+++ Texte fourni

Claire Thoury, présidente du Mouvement associatif. Crédit photo : DR.
La Coordination Générosité

Il existe des alliances sur des thèmes ou projets spécifiques dont nous avons traité certaines dans le blog, mais il s’est aussi mis en place une structuration des acteurs de la philanthropie pour assurer une bonne gouvernance, une fiabilité et favoriser le développement des activités du secteur non lucratif. Leur rôle est aussi de défendre les acquis des dernières années, la liberté associative et pour ce faire être interlocuteurs des pourvoir publics. C‘est la Coordination Générosité.

Elle repose sur :

Quatre entités élues par leurs membres :

 

Deux organismes de contrôle : 

 

Deux organismes qui ont pour mission de professionnaliser les pratiques professionnelles :

  • - l’IDAF pour les dirigeants des associations et fondations
  • - l’AFF pour les fundraisers.

 

À noter qu’aux côtés du CFF, on trouve Un Esprit de Famille, et d’ADMICAL Les Entreprises pour la Cité.

 

Cette rencontre est la deuxième d’une série qui permettra de comprendre cette structuration et les acteurs qui l’animent.


À lire aussi : La Coordination Générosité [1] : la représentation des collecteurs de dons. Interview de Pierre Siquier, président de France générosités 


Une puissante représentation des associations pour des projets collectifs

  • Claire Thoury, vous êtes la présidente du Mouvement associatif. Que représente-t-il, quel en est sa composition ? Quelles sont ses activités ?

 

Le Mouvement associatif est une entité centrale dans le paysage des associations en France depuis sa création en 1992. Initialement association de fait, elle rassemblait diverses coordinations sectorielles engagées dans des domaines variés tels que le sport, la solidarité internationale, la famille, le tourisme social et l'éducation populaire. En 1999, le Mouvement s'est constitué en association loi 1901, formalisant ainsi son statut juridique. En 2023, le Mouvement se positionne comme le représentant principal des associations en France, regroupant via ses membres environ une association sur deux. Avec un paysage associatif riche d'environ 1,4 million d'entités, dont la moitié sont fédérées par secteur, thématique ou territoire, le Mouvement a pour mission de représenter cette diversité, reflétant la vaste étendue et le dynamisme du secteur associatif français.

 

  • Prenez-vous également en compte la représentation des bénévoles ?

 

Nous représentons des organisations diverses. Certaines ne sont composés que de bénévoles, d’autres sont composés de salariés et de bénévoles. Pour être plus précise, il y a un peu plus de 150 000 associations qui sont employeuses, cela signifie que l’écrasante majorité du monde associatif n’est composée que de bénévoles qui sont près de vingt millions. Contrairement à ce que l’on peut imaginer, nous sommes bien dans une société très engagée.

++++++
+++ Données fournies

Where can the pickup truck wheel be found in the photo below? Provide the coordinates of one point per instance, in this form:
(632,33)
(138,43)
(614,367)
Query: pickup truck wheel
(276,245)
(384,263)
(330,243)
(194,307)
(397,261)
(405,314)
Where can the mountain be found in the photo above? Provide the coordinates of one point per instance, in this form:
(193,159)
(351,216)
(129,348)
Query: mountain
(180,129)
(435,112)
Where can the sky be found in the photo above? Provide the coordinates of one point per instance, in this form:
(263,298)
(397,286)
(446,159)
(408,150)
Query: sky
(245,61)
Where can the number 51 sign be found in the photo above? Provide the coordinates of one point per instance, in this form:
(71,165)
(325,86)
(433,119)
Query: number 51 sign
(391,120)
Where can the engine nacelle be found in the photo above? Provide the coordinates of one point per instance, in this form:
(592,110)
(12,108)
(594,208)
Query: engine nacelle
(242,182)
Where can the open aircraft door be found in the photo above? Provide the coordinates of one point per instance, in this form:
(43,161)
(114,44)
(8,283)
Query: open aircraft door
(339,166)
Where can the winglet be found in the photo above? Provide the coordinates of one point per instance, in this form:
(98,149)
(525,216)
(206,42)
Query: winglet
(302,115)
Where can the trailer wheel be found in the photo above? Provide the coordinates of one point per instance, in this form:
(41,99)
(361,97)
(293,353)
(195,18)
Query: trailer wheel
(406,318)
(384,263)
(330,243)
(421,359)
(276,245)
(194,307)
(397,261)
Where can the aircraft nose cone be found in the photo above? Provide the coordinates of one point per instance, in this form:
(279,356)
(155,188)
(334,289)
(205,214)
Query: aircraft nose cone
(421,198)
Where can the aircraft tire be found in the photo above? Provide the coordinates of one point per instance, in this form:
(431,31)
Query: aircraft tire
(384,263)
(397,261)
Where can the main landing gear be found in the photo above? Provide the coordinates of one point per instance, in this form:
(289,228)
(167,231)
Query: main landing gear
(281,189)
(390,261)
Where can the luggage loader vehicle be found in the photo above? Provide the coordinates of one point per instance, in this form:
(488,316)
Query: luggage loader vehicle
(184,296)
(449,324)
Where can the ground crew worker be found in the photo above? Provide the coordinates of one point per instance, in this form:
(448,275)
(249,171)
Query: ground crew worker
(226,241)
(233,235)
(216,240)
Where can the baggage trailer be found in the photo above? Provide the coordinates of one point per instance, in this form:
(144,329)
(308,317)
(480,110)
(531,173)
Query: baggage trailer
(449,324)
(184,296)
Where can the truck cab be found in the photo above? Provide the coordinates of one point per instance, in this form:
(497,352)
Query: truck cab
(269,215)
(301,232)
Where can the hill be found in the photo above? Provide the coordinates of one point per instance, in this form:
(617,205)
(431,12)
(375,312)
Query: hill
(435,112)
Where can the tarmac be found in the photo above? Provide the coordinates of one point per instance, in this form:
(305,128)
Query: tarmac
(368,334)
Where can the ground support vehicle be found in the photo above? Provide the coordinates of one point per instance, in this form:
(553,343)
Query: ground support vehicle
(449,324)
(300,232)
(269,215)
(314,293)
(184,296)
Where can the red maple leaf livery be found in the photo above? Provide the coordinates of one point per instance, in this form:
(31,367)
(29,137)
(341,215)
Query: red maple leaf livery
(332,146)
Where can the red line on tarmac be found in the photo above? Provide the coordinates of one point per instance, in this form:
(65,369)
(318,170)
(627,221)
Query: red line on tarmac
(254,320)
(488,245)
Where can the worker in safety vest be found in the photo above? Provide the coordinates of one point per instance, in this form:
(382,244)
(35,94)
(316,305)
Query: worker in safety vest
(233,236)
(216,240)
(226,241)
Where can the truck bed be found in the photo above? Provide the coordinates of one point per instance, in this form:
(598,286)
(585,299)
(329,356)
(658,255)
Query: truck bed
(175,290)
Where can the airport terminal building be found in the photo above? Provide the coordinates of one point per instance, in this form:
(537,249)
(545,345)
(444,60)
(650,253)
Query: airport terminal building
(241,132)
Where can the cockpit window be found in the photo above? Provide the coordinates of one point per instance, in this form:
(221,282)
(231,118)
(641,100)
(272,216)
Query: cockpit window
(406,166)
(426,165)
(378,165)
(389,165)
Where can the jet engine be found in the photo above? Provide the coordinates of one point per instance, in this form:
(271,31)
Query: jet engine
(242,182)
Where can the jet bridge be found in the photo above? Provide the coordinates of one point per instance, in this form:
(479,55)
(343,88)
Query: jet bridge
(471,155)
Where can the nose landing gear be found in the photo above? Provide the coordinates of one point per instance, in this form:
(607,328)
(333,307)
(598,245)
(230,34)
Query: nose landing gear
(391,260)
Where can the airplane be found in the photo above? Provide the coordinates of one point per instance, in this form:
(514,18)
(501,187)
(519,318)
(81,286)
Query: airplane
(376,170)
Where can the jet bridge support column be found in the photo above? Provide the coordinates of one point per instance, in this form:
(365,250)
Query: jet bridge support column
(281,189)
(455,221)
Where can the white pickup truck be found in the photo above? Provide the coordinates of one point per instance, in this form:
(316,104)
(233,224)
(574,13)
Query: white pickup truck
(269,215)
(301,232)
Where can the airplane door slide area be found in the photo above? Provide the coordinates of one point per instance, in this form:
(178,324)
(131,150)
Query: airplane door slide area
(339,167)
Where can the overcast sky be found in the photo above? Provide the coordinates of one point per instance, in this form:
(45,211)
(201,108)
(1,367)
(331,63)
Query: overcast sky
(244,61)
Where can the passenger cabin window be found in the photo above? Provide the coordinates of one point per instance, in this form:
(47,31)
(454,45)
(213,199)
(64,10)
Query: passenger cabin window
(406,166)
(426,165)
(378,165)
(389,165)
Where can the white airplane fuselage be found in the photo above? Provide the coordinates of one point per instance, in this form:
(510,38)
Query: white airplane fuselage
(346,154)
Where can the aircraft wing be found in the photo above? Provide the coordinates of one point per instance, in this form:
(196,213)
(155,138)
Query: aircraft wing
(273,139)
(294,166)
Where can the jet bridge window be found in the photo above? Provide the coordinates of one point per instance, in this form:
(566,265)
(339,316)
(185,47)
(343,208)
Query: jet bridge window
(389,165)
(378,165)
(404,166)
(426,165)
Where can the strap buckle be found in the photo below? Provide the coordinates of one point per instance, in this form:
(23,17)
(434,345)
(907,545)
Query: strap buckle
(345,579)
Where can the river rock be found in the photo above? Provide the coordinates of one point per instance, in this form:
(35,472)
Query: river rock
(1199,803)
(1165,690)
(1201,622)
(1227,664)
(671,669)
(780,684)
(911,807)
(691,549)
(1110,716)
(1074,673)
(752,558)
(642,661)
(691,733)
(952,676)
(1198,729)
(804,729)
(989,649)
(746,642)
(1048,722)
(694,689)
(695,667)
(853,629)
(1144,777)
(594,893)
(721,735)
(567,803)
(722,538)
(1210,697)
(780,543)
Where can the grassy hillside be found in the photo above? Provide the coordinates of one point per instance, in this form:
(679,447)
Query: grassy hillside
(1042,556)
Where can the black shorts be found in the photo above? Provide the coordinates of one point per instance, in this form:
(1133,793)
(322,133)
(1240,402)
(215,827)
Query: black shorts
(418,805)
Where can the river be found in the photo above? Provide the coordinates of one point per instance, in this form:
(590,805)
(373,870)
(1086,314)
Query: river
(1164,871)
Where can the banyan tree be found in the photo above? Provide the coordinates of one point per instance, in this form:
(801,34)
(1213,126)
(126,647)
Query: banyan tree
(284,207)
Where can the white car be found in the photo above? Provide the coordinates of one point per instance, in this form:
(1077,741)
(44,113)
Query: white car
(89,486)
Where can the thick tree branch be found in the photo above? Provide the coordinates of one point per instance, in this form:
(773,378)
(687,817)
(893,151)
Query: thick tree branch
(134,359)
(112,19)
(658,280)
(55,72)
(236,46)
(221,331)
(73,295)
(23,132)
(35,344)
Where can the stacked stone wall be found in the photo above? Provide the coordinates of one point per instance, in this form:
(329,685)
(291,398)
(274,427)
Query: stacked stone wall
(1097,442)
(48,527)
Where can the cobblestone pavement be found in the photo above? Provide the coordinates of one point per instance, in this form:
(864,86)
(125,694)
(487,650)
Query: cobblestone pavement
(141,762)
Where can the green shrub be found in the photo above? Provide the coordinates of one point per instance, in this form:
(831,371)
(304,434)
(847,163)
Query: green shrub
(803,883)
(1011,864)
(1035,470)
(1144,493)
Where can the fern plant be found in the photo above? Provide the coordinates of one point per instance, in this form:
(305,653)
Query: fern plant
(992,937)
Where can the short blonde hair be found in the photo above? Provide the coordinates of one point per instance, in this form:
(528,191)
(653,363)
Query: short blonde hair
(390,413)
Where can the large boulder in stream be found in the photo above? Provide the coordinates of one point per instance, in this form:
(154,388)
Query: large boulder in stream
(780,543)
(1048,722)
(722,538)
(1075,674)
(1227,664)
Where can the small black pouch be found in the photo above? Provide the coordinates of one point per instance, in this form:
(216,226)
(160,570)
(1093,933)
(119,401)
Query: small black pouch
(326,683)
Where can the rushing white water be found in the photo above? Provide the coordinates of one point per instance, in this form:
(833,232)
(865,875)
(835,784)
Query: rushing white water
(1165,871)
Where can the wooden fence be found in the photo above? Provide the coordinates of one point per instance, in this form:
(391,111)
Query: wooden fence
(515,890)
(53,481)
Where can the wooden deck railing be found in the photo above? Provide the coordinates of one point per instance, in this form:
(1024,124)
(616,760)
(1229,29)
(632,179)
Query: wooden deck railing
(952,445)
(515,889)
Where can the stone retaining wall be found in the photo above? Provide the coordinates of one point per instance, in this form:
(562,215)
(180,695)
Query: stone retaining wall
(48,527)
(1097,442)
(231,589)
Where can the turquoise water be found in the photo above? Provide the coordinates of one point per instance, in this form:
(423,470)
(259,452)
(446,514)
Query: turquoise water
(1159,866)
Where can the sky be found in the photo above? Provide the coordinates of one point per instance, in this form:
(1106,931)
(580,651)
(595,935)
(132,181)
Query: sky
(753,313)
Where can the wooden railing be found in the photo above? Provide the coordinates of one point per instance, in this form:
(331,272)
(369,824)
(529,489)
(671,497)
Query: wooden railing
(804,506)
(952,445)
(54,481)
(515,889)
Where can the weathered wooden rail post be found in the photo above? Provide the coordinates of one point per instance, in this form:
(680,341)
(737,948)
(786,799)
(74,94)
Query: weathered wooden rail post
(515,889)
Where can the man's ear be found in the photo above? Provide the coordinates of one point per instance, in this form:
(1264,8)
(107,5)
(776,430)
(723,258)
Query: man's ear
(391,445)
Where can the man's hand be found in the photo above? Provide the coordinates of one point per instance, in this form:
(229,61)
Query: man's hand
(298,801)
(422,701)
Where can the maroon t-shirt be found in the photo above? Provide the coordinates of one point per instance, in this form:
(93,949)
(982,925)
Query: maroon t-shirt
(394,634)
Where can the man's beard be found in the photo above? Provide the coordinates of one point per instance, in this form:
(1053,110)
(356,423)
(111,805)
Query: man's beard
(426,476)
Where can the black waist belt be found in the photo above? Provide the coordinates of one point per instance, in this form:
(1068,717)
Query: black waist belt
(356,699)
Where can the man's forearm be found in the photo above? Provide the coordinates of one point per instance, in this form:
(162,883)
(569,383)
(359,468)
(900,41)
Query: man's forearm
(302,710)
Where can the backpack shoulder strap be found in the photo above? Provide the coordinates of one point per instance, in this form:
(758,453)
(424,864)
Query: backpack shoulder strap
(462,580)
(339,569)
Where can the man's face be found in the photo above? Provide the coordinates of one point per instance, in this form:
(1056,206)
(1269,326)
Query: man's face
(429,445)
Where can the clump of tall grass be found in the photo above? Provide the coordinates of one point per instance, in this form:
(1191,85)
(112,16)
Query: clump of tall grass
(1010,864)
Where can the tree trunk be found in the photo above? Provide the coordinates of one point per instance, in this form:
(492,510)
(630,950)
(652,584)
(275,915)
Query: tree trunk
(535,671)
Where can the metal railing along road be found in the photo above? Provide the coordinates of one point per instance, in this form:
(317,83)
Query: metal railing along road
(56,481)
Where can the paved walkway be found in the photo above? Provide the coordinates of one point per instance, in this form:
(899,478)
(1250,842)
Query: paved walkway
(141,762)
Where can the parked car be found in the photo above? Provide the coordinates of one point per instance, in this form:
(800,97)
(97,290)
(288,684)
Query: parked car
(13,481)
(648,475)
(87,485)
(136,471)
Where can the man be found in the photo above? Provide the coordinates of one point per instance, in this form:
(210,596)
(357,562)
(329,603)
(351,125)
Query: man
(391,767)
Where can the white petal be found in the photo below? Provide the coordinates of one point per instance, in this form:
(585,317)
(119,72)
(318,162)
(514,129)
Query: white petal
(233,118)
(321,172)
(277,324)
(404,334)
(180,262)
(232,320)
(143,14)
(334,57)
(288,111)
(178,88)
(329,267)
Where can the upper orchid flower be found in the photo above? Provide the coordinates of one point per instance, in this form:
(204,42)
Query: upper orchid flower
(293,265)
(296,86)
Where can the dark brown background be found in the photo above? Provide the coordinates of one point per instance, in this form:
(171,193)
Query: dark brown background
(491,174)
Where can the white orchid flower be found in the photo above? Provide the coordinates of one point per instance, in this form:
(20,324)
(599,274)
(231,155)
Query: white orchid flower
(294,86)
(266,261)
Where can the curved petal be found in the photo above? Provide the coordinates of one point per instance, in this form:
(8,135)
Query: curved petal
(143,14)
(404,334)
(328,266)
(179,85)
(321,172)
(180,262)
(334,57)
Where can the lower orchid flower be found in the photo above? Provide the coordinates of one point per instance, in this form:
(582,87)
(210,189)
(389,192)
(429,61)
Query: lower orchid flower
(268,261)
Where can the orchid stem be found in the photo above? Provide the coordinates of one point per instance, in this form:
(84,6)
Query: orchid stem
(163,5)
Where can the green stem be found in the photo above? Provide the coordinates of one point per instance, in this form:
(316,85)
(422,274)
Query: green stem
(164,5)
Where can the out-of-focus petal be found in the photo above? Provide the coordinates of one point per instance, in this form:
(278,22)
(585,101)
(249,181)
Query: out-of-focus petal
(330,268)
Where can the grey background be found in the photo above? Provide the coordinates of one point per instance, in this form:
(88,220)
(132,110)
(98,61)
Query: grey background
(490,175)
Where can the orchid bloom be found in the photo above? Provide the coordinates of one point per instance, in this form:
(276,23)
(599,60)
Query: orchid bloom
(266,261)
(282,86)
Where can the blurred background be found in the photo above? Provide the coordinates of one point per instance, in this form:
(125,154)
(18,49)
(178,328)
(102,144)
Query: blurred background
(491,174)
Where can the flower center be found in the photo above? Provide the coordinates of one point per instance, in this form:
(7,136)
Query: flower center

++++++

Travail demandé:
a) Pouvez-vous extraire, sans rien y changer, le passage du texte sur le Mouvement associatif qui va de « Le Mouvement associatif » à « secteur associatif français. » ?
b) Quelles lignes contiennent la chaîne « pickup » ? Recopiez-les toutes, à l'identique.
Le texte et les lignes constituent deux documents distincts, sans lien entre eux.

Résultats obtenus:
a)
Le Mouvement associatif est une entité centrale dans le paysage des associations en France depuis sa création en 1992. Initialement association de fait, elle rassemblait diverses coordinations sectorielles engagées dans des domaines variés tels que le sport, la solidarité internationale, la famille, le tourisme social et l'éducation populaire. En 1999, le Mouvement s'est constitué en association loi 1901, formalisant ainsi son statut juridique. En 2023, le Mouvement se positionne comme le représentant principal des associations en France, regroupant via ses membres environ une association sur deux. Avec un paysage associatif riche d'environ 1,4 million d'entités, dont la moitié sont fédérées par secteur, thématique ou territoire, le Mouvement a pour mission de représenter cette diversité, reflétant la vaste étendue et le dynamisme du secteur associatif français.

b)
Where can the pickup truck wheel be found in the photo below? Provide the coordinates of one point per instance, in this form:
Query: pickup truck wheel
Where can the white pickup truck be found in the photo above? Provide the coordinates of one point per instance, in this form:
Query: white pickup truck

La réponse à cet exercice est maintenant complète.